— Текст документа —

★ ★ ★

Но вскоре, 5 апреля, умер ее отец, которого она обожала и с которым за время болезни видалась крайне редко. То была самая тяжелая психическая травма, какая только могла ее постичь. После сильного возбуждения она дня на два впала в глубокий ступор, и когда вышла из него, состояние ее заметно изменилось. На первых порах она была гораздо спокойнее, и тревога ее заметно поубавилась. Контрактура правой руки и ноги сохранилась, равно как и незначительная анестезия этих конечностей. Поле зрения у нее сильно сузилось. Глядя на букет своих любимых цветов, она различала лишь один цветок. Она сетовала на то, что не узнает людей. По ее словам, прежде она сразу узнавала лица близких людей, а теперь recognising work[17]
дается ей с большим трудом, поскольку ей приходится сначала по отдельности разглядывать нос или волосы, чтобы затем решить, кто именно перед ней. Все люди стали казаться ей чужими и безжизненными, словно восковые куклы. Ее тяготило общество некоторых близких родственников, и этот «негативный инстинкт» постепенно усиливался. Когда в ее комнату заходил человек, чье общество прежде доставляло ей удовольствие, она поначалу узнавала и воспринимала его, но вскоре опять погружалась в свои размышления, и человек этот для нее словно исчезал. Одного меня она узнавала всегда и бодрствовала на протяжении всей нашей беседы, за исключением тех моментов, когда на нее с неизменной внезапностью нисходило помрачение с галлюцинациями.Теперь она говорила только по–английски и не понимала тех, кто обращался к ней по–немецки. Окружающим приходилось говорить с ней по–английски; даже сиделка научилась кое–как на нем объясняться. А читала она по–французски и по–итальянски; если же ей нужно было прочитать что–нибудь вслух, она с поразительной быстротой, бегло зачитывала превосходное переложение этого текста на английский, переводя прямо с листа.

★ ★ ★

Допишите продолжение текста о болезни пациентки после смерти ее отца, начав сразу после его последнего предложения.

★ ★ ★

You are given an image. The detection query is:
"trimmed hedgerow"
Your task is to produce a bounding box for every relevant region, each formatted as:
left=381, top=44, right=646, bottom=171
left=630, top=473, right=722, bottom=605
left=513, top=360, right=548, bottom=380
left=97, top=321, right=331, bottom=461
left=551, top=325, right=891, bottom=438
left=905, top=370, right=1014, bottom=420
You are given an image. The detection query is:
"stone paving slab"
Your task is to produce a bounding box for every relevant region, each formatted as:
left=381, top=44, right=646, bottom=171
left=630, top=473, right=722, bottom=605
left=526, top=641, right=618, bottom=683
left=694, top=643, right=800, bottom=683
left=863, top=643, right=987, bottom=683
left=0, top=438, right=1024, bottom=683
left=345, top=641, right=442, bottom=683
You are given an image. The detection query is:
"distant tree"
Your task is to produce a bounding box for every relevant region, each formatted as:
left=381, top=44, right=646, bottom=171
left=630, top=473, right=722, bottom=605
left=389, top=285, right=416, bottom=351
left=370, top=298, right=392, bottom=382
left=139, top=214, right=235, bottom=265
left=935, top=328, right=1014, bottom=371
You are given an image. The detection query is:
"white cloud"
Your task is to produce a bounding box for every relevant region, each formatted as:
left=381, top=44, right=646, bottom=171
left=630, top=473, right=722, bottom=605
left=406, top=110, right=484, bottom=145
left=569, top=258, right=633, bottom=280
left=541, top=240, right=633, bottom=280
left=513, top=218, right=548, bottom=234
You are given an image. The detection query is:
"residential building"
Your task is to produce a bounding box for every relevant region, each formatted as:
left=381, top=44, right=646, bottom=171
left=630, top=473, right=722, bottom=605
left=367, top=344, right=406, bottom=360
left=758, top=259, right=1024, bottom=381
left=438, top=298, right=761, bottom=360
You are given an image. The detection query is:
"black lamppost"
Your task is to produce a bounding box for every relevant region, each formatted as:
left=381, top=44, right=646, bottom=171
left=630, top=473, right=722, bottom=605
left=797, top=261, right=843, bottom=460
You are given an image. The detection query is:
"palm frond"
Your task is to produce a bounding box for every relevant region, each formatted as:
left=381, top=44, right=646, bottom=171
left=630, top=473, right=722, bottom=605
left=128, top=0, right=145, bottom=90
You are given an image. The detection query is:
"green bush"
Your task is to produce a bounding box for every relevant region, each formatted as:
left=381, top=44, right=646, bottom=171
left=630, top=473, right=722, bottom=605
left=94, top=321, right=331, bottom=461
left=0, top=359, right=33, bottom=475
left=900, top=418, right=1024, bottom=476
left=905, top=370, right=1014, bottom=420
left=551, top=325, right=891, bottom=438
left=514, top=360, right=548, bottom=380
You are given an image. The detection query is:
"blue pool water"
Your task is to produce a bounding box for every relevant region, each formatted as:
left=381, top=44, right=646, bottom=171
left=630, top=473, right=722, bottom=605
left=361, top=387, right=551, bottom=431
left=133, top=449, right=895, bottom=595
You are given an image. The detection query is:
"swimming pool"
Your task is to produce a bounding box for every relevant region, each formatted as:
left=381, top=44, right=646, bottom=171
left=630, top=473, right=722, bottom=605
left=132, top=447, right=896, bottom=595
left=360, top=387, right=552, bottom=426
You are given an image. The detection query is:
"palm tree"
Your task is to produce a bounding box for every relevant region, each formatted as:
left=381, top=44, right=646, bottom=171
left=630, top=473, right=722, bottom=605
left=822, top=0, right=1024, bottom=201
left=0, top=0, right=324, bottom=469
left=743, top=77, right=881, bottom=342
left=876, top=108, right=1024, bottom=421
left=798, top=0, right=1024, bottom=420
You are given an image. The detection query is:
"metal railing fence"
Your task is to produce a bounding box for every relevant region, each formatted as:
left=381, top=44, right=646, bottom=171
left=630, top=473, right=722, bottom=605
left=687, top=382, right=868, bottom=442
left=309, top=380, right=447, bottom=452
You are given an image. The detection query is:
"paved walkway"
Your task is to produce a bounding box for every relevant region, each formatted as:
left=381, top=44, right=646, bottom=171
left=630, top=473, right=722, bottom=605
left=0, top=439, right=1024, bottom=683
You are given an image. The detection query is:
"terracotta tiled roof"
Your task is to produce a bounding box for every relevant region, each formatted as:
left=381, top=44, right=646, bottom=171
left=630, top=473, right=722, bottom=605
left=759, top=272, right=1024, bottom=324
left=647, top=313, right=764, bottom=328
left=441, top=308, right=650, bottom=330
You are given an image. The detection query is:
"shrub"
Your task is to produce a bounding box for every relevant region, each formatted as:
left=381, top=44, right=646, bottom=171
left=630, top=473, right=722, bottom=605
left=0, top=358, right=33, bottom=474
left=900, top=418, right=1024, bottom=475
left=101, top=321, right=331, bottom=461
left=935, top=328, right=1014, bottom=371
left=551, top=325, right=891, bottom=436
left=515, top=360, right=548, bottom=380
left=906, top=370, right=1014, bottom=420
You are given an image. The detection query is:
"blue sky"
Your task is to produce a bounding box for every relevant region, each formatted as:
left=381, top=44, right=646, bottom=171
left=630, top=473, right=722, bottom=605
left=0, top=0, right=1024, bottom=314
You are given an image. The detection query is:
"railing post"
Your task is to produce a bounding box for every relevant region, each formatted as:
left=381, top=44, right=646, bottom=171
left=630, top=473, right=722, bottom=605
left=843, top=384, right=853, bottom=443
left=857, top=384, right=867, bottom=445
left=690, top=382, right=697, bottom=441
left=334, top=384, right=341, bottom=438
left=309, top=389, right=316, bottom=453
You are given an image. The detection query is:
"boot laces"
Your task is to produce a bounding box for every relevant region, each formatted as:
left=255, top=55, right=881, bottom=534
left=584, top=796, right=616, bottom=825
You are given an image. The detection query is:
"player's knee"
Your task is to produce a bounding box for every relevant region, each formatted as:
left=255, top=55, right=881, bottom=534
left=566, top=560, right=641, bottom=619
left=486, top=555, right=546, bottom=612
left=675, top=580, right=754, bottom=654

★ ★ ★

— Ответ —
Она снова стала писать, однако делала это на своеобразный манер; писала она подвижной левой рукой, к тому же пользовалась антиквой, подражая шрифту в принадлежавшем ей томе Шекспира.
Она и прежде питалась крайне скромно, а теперь вообще отказалась от пищи, однако соглашалась принимать ее из моих рук, так что вскоре стала есть больше. От одного лишь хлеба она отказывалась неизменно. После трапезы она ни разу не забывала прополоскать рот и делала это даже в тех случаях, когда по какой–то причине не ела, что свидетельствует об ее отрешенности.
Она по–прежнему дремала после полудня, а на закате погружалась в глубокий сопор[5]. Если же ей хотелось о чем–то мне поведать (ниже я расскажу об этом подробнее), говорила она вразумительно, была спокойной и веселой.